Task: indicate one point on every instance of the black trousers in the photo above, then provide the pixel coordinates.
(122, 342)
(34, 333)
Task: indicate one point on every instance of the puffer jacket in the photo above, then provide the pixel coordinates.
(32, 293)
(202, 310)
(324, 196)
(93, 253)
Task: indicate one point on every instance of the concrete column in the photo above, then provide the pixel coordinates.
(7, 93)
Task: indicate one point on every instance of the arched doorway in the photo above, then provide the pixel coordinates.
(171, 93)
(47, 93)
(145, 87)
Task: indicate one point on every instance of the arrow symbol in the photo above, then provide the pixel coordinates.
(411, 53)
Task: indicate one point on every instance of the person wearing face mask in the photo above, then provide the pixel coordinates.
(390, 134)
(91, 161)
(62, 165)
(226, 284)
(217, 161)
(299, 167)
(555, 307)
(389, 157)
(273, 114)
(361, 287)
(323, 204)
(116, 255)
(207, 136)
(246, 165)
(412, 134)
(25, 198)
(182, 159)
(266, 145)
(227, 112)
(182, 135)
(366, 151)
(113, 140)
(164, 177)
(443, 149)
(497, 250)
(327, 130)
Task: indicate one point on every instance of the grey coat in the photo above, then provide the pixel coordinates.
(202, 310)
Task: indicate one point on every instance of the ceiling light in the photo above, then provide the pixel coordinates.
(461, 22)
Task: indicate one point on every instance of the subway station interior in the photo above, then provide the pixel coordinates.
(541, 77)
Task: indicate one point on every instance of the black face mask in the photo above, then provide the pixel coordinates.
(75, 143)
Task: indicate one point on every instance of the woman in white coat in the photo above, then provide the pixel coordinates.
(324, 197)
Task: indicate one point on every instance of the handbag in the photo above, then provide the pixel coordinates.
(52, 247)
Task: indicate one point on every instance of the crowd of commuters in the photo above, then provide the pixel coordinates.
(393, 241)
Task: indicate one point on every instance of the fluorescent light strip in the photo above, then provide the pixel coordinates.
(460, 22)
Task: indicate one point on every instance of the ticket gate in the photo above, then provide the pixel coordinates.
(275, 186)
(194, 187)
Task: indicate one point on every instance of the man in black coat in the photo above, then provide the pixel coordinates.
□ □ □ □ □ □ □
Assignment: With the line that contains "Task: indicate one point on every instance of the black face" as your start, reproduce the data above exactly through its last line, and nothing before that start.

Output for this exercise:
Task: indicate one point on every instance of the black face mask in the photo above, then provide the pixel coordinates.
(75, 143)
Task: indicate one point on every instance of the woman in white coat in the photo above, then provide the pixel coordinates.
(324, 197)
Task: indicate one point on every instance of the handbag in the photo above, then provide the pixel coordinates.
(52, 247)
Task: indicate one point on every instance of the crowd of commuters in the photo above, then provide the pixel coordinates.
(393, 241)
Task: indicate one point on every instance of the fluorescent light strip in the photo above, then provide the pixel coordinates.
(460, 22)
Task: indicate one point on every instance of the ticket gate in the photo above, then provide the pixel coordinates.
(275, 186)
(194, 187)
Task: indicate one point on every instance of the man in black coat in the photo above, then provide the pixel coordinates.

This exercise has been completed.